- [PROBLEM DETAILS]:
Copy the rows from the start through the line containing "point(180, 329)", both ends included, multiplying every coordinate in the answer points by 0.85 and rounding to whole numbers with halves rounded up, while the coordinates listed before each "Target:" line stay unchanged. Omit the pictures and everything after that line.

- [DATA FOR THIS TASK]:
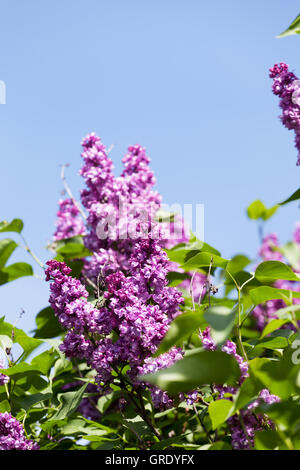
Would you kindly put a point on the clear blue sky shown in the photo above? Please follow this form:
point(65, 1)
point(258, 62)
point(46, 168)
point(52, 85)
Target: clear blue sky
point(187, 79)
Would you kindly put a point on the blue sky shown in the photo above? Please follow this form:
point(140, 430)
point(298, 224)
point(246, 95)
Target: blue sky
point(186, 79)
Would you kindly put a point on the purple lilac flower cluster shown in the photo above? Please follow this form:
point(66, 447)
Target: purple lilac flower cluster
point(12, 435)
point(137, 304)
point(4, 379)
point(69, 222)
point(269, 251)
point(286, 86)
point(243, 426)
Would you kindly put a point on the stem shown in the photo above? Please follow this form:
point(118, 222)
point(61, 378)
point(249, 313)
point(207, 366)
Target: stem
point(238, 327)
point(202, 424)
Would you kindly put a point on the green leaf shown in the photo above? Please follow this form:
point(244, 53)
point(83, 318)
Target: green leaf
point(138, 426)
point(47, 324)
point(7, 247)
point(274, 325)
point(175, 278)
point(270, 271)
point(257, 210)
point(71, 248)
point(69, 402)
point(248, 392)
point(5, 342)
point(164, 216)
point(4, 406)
point(294, 197)
point(291, 251)
point(28, 401)
point(262, 294)
point(294, 28)
point(16, 225)
point(237, 264)
point(19, 336)
point(221, 319)
point(44, 361)
point(182, 252)
point(194, 370)
point(204, 259)
point(279, 376)
point(219, 411)
point(14, 271)
point(180, 329)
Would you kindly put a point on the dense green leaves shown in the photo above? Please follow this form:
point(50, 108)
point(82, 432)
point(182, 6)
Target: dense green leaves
point(17, 335)
point(262, 294)
point(294, 197)
point(7, 247)
point(204, 259)
point(16, 225)
point(270, 271)
point(71, 248)
point(69, 402)
point(219, 411)
point(294, 28)
point(257, 210)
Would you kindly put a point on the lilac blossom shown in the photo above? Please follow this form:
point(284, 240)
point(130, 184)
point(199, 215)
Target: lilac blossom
point(286, 87)
point(12, 435)
point(4, 379)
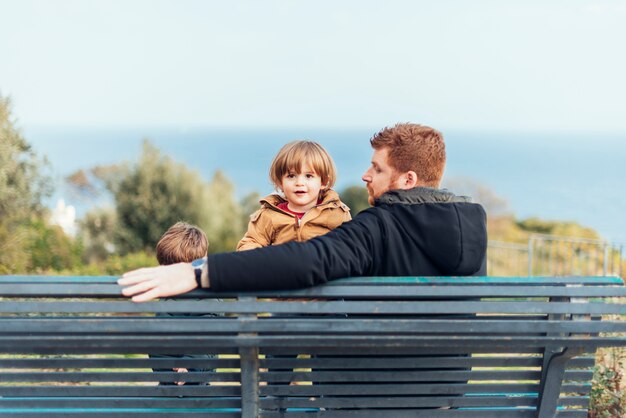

- [RESPONSE TO THIS EXERCISE]:
Would you kindly put a point on the clear blue sky shown in the photo above? Please follow this form:
point(65, 1)
point(258, 62)
point(46, 168)
point(52, 85)
Target: clear blue sky
point(159, 67)
Would you kindly put a point on the blue sky shown in the photo above? Please follow this form:
point(140, 430)
point(298, 224)
point(246, 95)
Target: blue sky
point(158, 67)
Would you kindly put a point on the purple lilac flower cluster shown in the photo above? Please follow this form:
point(66, 447)
Target: purple lilac flower cluster
point(10, 370)
point(116, 258)
point(3, 322)
point(59, 189)
point(229, 213)
point(243, 73)
point(207, 362)
Would you kindly put a point on the stem shown in the photo above? Please follow this form:
point(118, 222)
point(61, 378)
point(249, 313)
point(207, 366)
Target: stem
point(202, 278)
point(172, 360)
Would you kindly put a point on the green leaf shown in the photo above? Please follow this form:
point(244, 53)
point(83, 318)
Target: green leaf
point(117, 362)
point(40, 275)
point(6, 210)
point(233, 276)
point(149, 236)
point(230, 230)
point(218, 179)
point(60, 211)
point(59, 342)
point(211, 333)
point(4, 291)
point(139, 184)
point(3, 345)
point(250, 167)
point(247, 213)
point(24, 341)
point(223, 250)
point(250, 24)
point(14, 191)
point(201, 224)
point(16, 286)
point(188, 271)
point(37, 307)
point(155, 214)
point(165, 315)
point(173, 220)
point(237, 320)
point(186, 349)
point(12, 230)
point(153, 280)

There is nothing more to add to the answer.